(Object point labels)
########################################

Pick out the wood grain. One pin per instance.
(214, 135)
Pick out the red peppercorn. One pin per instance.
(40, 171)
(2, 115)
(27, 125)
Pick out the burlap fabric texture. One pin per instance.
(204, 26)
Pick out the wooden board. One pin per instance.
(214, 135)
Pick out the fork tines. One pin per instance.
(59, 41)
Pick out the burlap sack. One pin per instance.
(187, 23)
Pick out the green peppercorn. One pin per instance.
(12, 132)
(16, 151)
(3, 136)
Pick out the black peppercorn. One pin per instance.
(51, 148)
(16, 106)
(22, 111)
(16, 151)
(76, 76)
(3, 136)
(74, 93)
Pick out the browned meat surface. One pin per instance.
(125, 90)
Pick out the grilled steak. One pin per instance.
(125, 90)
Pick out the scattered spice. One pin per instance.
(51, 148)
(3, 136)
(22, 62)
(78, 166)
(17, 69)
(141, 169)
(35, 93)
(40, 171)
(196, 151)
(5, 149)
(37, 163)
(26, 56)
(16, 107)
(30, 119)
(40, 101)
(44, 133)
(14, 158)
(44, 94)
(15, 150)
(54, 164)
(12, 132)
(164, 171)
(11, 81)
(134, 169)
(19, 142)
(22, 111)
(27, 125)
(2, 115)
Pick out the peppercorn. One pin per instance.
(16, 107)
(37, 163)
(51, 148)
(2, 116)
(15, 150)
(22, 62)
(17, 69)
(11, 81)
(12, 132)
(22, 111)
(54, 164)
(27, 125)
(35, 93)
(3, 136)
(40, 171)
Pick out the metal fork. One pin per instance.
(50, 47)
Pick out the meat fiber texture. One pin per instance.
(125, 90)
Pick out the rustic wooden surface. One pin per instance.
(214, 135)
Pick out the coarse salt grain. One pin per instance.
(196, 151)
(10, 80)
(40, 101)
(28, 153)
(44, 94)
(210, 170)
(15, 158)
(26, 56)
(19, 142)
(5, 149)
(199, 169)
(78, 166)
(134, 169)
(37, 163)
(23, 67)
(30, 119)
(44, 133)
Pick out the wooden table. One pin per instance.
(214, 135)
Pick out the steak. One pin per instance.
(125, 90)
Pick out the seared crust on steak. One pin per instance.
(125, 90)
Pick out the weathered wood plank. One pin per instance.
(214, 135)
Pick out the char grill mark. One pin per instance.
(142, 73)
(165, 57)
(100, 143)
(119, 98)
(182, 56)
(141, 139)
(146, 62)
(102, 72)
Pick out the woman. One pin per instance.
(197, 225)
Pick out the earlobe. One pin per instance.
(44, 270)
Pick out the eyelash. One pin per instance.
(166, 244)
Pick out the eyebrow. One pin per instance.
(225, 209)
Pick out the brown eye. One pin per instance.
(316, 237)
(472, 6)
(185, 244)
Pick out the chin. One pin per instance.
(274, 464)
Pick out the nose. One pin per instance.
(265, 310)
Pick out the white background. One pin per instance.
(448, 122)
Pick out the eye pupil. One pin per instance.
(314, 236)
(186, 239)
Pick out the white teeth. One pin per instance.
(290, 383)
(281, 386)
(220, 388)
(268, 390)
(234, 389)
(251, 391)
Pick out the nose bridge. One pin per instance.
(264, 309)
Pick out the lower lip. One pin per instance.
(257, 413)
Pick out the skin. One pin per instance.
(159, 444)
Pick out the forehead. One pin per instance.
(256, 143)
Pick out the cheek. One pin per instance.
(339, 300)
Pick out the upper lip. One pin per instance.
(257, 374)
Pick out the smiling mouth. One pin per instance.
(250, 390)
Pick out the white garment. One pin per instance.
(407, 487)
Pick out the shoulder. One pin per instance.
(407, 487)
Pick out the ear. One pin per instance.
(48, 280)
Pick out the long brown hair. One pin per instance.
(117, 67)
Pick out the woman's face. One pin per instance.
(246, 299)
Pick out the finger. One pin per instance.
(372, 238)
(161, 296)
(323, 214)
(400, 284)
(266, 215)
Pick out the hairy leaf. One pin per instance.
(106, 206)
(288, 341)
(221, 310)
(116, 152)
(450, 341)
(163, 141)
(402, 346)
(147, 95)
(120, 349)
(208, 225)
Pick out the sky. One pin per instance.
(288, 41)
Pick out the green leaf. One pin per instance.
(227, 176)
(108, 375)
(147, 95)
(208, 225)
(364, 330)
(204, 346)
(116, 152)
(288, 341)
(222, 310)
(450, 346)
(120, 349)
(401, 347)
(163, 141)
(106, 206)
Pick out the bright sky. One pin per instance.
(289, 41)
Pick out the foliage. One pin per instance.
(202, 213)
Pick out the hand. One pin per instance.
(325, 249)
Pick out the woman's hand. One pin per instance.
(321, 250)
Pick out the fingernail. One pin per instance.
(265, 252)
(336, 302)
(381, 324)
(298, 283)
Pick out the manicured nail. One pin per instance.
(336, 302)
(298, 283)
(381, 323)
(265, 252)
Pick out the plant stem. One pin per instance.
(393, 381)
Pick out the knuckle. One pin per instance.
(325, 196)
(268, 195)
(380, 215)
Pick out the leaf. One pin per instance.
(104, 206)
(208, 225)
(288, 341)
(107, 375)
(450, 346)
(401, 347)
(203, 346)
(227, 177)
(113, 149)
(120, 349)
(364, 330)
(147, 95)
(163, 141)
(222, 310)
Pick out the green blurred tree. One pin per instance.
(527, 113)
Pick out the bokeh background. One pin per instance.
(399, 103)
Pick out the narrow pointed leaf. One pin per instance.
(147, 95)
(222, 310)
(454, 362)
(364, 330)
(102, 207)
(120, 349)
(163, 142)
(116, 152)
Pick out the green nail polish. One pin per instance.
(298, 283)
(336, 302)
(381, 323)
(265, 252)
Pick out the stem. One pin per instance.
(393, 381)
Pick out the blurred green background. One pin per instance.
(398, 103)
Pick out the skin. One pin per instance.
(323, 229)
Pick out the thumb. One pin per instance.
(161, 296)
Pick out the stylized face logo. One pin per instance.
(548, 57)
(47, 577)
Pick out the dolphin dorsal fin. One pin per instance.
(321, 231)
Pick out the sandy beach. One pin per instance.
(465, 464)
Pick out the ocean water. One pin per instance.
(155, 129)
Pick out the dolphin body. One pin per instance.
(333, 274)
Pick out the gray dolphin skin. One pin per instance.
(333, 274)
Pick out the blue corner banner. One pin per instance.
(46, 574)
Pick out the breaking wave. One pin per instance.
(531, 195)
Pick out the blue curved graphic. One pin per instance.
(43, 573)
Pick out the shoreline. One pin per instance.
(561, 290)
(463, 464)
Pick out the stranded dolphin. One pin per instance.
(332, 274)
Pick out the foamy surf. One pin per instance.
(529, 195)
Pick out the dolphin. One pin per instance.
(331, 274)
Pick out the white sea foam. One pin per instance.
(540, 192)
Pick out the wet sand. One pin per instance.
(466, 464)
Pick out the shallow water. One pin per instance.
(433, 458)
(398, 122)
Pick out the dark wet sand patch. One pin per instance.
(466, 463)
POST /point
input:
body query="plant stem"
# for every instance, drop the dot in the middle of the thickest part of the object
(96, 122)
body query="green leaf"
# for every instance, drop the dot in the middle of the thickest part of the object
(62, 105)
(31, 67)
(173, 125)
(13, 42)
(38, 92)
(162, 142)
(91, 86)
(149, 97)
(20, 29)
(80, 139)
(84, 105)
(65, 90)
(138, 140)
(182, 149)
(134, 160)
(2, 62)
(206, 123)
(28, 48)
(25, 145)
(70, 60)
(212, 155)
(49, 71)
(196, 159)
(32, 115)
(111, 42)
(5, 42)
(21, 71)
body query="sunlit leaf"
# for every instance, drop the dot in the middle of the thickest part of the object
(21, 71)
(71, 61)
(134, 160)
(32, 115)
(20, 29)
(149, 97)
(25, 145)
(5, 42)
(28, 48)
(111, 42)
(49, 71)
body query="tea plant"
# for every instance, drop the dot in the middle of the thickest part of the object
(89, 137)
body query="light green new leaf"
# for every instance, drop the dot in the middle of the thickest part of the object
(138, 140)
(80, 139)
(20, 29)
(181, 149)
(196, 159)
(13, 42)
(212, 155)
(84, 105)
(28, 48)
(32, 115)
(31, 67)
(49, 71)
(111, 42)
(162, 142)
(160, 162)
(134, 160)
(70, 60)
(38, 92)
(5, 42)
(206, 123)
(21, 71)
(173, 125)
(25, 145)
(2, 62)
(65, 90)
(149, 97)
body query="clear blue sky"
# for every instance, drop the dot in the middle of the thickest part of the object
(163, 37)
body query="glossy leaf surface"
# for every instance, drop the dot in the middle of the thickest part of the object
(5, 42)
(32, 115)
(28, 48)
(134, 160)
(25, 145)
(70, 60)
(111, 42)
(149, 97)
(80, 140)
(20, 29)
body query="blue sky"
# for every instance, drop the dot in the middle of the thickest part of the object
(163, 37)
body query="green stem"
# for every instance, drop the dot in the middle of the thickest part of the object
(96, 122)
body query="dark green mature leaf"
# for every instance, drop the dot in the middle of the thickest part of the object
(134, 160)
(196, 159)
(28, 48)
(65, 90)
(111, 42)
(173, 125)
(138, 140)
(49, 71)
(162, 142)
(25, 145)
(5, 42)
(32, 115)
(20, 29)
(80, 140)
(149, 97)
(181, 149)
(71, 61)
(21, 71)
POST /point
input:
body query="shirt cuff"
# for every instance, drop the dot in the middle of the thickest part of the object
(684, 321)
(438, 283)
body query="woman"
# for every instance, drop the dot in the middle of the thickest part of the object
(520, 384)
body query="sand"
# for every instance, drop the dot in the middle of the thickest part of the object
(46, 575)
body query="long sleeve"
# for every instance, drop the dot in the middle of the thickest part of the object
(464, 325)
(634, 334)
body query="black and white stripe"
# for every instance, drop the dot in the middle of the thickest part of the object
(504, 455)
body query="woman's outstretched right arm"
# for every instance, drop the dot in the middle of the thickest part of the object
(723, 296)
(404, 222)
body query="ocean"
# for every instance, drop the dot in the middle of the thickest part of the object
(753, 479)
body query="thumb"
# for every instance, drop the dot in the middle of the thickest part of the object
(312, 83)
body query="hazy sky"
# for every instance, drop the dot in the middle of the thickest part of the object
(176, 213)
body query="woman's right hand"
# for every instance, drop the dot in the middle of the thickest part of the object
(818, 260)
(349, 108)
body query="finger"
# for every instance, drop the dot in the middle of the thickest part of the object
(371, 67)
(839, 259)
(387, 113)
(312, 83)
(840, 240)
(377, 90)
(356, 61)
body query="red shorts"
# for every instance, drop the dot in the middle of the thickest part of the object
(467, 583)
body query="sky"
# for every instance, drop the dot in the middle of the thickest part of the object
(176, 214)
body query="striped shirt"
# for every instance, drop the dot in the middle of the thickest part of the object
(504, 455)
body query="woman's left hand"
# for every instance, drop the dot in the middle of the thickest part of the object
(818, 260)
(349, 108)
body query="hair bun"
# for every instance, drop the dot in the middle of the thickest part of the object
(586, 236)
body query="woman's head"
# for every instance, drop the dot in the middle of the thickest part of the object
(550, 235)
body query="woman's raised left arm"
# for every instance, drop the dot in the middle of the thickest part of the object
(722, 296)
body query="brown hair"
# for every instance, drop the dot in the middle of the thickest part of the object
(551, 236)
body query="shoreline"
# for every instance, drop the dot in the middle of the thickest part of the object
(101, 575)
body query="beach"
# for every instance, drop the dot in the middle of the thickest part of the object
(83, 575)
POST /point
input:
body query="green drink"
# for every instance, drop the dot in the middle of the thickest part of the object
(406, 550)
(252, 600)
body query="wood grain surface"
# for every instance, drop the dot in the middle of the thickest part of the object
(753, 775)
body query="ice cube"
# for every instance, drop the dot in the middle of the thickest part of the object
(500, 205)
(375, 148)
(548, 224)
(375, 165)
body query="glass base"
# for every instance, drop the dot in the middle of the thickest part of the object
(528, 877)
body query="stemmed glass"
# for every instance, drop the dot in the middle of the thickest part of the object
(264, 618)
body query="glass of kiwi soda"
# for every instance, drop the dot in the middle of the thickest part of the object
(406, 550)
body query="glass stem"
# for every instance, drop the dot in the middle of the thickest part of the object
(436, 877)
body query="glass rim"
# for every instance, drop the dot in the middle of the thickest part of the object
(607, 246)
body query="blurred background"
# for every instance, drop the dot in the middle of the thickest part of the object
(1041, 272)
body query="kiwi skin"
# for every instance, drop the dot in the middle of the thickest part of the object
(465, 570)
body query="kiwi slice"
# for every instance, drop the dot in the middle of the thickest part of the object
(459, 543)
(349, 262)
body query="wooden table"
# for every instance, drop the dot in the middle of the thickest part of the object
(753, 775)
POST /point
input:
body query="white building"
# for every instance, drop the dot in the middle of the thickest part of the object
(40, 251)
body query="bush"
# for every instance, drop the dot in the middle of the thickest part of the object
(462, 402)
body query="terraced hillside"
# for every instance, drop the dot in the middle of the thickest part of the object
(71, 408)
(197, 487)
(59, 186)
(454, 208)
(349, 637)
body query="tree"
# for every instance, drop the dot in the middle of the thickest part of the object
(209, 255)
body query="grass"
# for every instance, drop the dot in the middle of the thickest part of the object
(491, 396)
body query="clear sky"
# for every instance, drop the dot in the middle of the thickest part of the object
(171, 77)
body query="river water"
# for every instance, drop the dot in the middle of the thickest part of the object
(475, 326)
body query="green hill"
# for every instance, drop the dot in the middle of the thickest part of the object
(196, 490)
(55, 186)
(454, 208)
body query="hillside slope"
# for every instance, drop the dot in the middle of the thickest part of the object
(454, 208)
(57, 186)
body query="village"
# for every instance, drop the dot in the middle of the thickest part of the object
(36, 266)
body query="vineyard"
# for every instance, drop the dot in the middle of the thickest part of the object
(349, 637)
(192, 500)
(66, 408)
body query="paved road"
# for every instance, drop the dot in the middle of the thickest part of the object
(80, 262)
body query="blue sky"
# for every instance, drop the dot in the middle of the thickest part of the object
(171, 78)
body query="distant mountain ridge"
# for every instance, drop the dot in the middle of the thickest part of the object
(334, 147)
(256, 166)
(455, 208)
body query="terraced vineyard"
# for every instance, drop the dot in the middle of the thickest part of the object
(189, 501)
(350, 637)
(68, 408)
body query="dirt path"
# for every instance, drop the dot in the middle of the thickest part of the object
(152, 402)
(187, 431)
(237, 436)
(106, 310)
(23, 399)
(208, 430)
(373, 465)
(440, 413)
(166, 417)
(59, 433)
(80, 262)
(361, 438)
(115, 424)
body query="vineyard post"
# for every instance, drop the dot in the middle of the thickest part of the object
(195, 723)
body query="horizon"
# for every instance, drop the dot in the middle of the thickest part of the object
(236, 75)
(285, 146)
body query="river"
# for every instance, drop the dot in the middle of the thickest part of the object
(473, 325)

########################################

What this task involves: Tally the lines of the material above that contain the word "blurred", treating uppercase and lowercase as different, and give only the number.

Output of the task: 3